O prémio que recebeu da academia sueca foi partilhado com E. Donnall Thomas, pelos avanços no transplante de medula óssea. Tradicionalmente, o galardão costuma ser atribuído a descobertas de ciência básica que podem ter aplicações médicas. Mas dessa vez o Nobel foi escolhido por razões clínicas.

“As descobertas de Murray e Thomas são cruciais para as dezenas de milhares de pessoas muito doentes, que podem ser curadas ou ganhar uma vida normal quando outros métodos de tratamento não têm sucesso”, lê-se no comunicado de então da academia.

O contacto de Joseph E. Murray com os transplantes começou dez anos antes, quando a II Guerra Mundial ainda não tinha terminado. “O meu interesse na biologia de tecidos e na transplantação de órgãos surgiu da minha experiência militar”, explica o médico numa outra autobiografia que se pode ler no site da academia sueca.

Dados disponíveis ->
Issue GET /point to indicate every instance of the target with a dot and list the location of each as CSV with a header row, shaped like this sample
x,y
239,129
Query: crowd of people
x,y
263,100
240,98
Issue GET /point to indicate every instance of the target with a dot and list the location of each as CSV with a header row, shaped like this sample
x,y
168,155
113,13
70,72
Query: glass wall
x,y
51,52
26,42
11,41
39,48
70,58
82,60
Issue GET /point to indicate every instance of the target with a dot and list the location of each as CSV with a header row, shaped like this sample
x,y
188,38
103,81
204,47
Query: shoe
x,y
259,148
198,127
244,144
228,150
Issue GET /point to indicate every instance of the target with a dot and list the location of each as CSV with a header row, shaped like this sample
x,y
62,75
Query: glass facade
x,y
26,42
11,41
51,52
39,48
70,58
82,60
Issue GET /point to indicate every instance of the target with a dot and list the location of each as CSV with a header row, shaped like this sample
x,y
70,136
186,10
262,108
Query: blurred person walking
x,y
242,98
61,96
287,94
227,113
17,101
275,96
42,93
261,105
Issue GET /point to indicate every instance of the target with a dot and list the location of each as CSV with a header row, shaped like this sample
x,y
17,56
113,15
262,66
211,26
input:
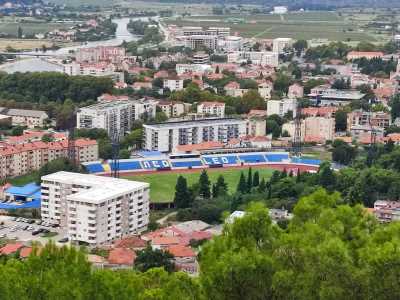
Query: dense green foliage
x,y
52,86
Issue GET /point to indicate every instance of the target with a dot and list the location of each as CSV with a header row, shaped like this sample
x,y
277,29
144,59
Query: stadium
x,y
153,161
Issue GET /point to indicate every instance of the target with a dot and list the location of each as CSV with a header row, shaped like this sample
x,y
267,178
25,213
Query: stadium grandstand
x,y
156,161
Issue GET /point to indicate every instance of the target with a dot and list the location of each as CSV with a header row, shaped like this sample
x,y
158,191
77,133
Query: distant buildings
x,y
94,209
262,58
100,53
280,44
24,117
173,83
326,96
116,117
215,109
166,137
352,55
281,107
21,159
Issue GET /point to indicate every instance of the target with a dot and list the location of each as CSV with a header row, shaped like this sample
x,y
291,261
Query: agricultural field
x,y
162,185
23,44
30,27
301,25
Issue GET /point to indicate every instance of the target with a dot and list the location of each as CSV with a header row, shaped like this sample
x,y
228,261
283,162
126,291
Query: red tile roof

Instruções 1 -> Por favor, transcreva do texto fornecido tudo o que vai de "O prémio que" até "por razões clínicas.".
Instruções 2 -> Segundo o texto fornecido, com quem foi partilhado o prémio atribuído pela academia sueca?

Resposta 1 ->
O prémio que recebeu da academia sueca foi partilhado com E. Donnall Thomas, pelos avanços no transplante de medula óssea. Tradicionalmente, o galardão costuma ser atribuído a descobertas de ciência básica que podem ter aplicações médicas. Mas dessa vez o Nobel foi escolhido por razões clínicas.

Resposta 2 -> Com E. Donnall Thomas.